# Anyone wanna see me naked?  Pics included of a CAB-50 and run down of it's first day in operation.



## kinsmanstoves (Sep 28, 2011)

Now that I have your attention, hehehe.  This is the inside of a Heatilator CAB-50.


----------



## PJPellet (Sep 28, 2011)

kinsman stoves said:
			
		

> Now that I have your attention, hehehe.  This is the inside of a Heatilator CAB-50.




LMAO  Yeah that got my attention.  Thanks for the pics.  I love checking out other equipment and I would never get a chance to see stuff like this if pictures weren't posted.  Thanks!


----------



## Bkins (Sep 28, 2011)

Man thats like a mansion in the working areas of the stove.  I wouldn't mind doing maintenance or repairs on that puppy.


----------



## kinsmanstoves (Sep 28, 2011)

I hooked this unit up as a demo in the store. It is very quiet and is impressing the heck out of me. Hmmmm, maybe I see a three month torture test in it's near future.

I will admit this that it's first pellets were about 20% sawdust. They been sitting around all year in a pail and I think I kicked it a couple times so guess what? In the CAB-50 it went. let see what else that is pissing me off around here. 

Anyone got ideas on how to abuse this unit? Let me know and I will see what I can do. I am not skeeeeered.

Eric


----------



## St_Earl (Sep 28, 2011)

quiet, you say. hmmm.

□ □ □ □ □

[Written task A] In the CAB-50 thread, about what share of the stove's first pellets was sawdust?
[Written task B] Extract the CAB-50 thread from "# Anyone wanna" up to and including "PJPellet (Sep 28, 2011)".
These lines are taken from a different source than the CAB-50 thread.

[Source records]
□ □ □ □ □

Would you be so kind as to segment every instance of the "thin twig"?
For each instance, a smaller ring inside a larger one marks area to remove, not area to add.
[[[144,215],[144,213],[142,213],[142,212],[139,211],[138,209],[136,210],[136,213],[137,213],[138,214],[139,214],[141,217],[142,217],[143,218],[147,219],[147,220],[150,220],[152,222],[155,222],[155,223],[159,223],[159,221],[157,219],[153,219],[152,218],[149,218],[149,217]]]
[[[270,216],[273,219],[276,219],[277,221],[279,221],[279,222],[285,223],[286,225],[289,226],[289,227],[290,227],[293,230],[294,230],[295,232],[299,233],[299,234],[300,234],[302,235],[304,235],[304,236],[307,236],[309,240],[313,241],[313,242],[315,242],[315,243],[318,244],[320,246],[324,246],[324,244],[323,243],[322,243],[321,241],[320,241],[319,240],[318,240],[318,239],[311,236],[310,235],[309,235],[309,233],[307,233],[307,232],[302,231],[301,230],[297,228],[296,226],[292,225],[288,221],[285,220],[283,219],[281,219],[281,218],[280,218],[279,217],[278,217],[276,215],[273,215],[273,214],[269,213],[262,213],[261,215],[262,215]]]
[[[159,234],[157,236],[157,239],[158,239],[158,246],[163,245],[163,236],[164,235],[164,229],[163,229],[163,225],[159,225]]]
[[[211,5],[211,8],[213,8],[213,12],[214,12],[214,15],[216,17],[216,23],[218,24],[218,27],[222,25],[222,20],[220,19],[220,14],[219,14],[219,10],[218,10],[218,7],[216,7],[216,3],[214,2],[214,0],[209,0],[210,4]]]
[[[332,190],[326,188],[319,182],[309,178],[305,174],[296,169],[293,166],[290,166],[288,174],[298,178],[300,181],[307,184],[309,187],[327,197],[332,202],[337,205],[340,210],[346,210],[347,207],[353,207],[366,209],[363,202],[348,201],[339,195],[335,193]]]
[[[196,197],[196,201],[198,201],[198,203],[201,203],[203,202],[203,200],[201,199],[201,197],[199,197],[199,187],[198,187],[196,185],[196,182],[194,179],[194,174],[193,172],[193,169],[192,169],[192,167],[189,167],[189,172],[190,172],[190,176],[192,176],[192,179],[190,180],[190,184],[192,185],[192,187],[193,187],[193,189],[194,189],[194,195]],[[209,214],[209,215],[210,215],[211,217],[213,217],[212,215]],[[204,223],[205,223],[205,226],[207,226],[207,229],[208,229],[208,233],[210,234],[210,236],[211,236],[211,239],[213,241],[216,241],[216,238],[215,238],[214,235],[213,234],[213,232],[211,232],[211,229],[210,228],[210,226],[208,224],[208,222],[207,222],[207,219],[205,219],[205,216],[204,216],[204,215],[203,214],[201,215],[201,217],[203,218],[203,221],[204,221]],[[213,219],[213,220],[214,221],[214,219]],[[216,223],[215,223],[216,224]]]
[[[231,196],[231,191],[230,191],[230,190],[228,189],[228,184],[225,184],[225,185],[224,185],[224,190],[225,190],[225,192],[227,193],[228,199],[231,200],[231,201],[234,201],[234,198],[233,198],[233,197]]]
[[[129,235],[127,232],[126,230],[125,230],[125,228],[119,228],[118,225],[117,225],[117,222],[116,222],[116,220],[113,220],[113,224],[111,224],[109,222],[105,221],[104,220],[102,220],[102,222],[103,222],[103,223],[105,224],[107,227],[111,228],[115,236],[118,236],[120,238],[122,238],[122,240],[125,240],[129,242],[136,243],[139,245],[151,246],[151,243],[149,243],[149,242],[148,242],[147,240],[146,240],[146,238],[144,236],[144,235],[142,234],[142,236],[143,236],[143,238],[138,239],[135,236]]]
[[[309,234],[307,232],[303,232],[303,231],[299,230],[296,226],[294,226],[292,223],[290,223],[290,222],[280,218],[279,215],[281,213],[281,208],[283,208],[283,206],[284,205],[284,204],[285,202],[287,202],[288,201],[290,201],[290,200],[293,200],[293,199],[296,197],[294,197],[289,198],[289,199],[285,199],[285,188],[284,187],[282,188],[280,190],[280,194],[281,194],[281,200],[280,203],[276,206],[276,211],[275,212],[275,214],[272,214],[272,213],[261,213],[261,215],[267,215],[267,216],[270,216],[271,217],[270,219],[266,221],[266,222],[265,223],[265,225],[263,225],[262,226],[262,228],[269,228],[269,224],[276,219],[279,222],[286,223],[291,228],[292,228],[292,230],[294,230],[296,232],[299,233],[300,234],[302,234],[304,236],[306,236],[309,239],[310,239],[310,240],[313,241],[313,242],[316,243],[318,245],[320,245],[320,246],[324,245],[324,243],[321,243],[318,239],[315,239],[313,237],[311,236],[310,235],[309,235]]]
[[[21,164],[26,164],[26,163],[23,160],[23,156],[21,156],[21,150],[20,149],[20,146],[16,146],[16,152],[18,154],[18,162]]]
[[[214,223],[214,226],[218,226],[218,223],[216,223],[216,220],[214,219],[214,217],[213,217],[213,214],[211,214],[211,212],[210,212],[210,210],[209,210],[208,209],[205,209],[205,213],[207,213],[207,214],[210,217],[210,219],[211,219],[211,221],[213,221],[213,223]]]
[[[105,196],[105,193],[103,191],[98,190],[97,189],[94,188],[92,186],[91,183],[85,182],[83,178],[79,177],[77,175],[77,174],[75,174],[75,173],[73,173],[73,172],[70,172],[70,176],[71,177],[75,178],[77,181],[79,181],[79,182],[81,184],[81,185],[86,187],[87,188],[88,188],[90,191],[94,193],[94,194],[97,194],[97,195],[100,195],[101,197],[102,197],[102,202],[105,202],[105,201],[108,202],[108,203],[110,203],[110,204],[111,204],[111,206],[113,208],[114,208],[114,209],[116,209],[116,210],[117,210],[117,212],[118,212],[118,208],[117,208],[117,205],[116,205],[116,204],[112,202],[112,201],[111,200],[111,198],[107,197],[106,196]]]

□ □ □ □ □

[Exercise answer A] About 20%.

[Exercise answer B]
# Anyone wanna see me naked?  Pics included of a CAB-50 and run down of it's first day in operation.



## kinsmanstoves (Sep 28, 2011)

Now that I have your attention, hehehe.  This is the inside of a Heatilator CAB-50.


----------



## PJPellet (Sep 28, 2011)